Huizenga believes, obviously, that the Bush et al report from 1991
can be dismissed because there are no gamma rays. But the nuclear ash
is being reported there, and in amounts commensurate with the heat.
That it is, alone, shows that the reaction isn't dumping energy into gammas.
It seems like there is a non sequitur in almost every paragraph in
Huizenga, it's amazingly dense in them. On page 212, Huizenga rants
in a note on helium, as an explanation for his text denying that a
"commensurate amount of fusion products" have been found. He rants on
and on in the text about the absence of nuclear products.
But in the note he says, "The recent rehashed claim of Bush et al [J.
of Electroanlaytical Chemistry 304 271 (1991) of a commensurate
amount of 4He in the effluent gases from an electrolytic cell is
unconfirmed. First, no evidence for the commensurate intensity of the
23.8 MeV gamma rays was presented. Secondly, no 3He was observed as
required. It's absence requires a miraculous alteration of
conventional low-energy D+D fusion."
What is "conventional low-energy D+D fusion"? Perhaps he means high
energy, compared to the condensed matter environment, but low for
ordinary fusion, temperatures where the branching ratio can still be measured.

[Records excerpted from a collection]
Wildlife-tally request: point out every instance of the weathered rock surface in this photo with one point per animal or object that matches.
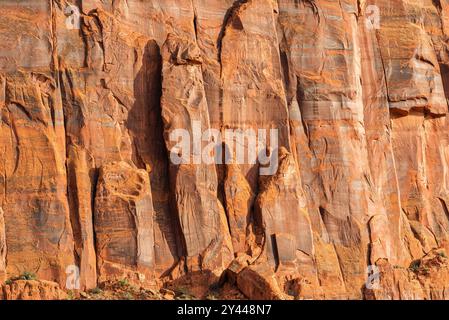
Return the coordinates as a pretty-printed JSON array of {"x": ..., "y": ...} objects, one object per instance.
[
  {"x": 93, "y": 92},
  {"x": 32, "y": 290}
]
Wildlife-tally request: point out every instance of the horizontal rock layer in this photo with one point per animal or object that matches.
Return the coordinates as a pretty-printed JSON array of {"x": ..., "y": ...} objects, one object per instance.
[{"x": 92, "y": 91}]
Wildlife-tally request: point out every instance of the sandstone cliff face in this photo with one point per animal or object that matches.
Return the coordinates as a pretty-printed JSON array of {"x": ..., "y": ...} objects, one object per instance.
[{"x": 91, "y": 92}]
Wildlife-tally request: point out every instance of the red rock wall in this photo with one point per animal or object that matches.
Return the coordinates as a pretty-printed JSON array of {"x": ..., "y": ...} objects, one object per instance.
[{"x": 86, "y": 115}]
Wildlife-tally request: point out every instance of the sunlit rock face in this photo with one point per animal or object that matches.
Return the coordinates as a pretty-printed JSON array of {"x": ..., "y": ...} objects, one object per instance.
[{"x": 92, "y": 93}]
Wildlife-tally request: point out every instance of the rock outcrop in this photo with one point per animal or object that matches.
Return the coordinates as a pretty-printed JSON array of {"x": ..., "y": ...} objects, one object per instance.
[{"x": 96, "y": 98}]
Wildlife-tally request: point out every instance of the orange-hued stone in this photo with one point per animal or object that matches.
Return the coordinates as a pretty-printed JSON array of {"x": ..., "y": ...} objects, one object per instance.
[{"x": 91, "y": 95}]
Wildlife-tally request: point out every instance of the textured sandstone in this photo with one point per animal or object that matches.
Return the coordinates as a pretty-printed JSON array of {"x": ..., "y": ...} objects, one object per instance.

■ DIRECTIONS:
A. Copy the text about Huizenga's critique of the Bush et al helium report, starting with "of Electroanlaytical Chemistry" and going on through "still be measured.", and switch "miraculous" to "remarkable".
B. Resume the text about Huizenga's critique of the Bush et al helium report from the point where it stops.

■ FINAL RESULTS:
A.
of Electroanlaytical Chemistry 304 271 (1991) of a commensurate
amount of 4He in the effluent gases from an electrolytic cell is
unconfirmed. First, no evidence for the commensurate intensity of the
23.8 MeV gamma rays was presented. Secondly, no 3He was observed as
required. It's absence requires a remarkable alteration of
conventional low-energy D+D fusion."
What is "conventional low-energy D+D fusion"? Perhaps he means high
energy, compared to the condensed matter environment, but low for
ordinary fusion, temperatures where the branching ratio can still be measured.

B.
Yes. The reaction is not, I would conclude unless strong evidence
were provided to the contrary, D+D fusion. It's something else, and
we have some candidates that Huizenga seems to have never thought of.
My point is that he demands an ash, a nuclear reaction product, and
helium is that, and the energy released is, in fact, at roughly the
23.8 MeV value, but it's as heat, not as gamma radiation, most of
which would escape from the cell, I believe. He's got the nuclear
product correlated to the excess heat. And he can't see it. That's as of 1991.
Notice he calls the 1991 paper a "recently rehashed claim." What's he
talking about? Rehashed from what? Huizenga didn't cover an earlier
claim, but I think the work may have been presented at a conference
earlier that year. I think a detailed history of the helium
measurements might be in order.
Back to Huizenga's epilogue. There, he has:
The invited paper by Miles, Bush, et al. made the most spectacular
claim at the conference. It was reported that,
[The] amount of helium [4He] detecteed correlated approximatley
with the amount of excess heat as was within an order of magnitude
of the theoretical estimate of helium production based upon fusion
of deuterium to form 4He.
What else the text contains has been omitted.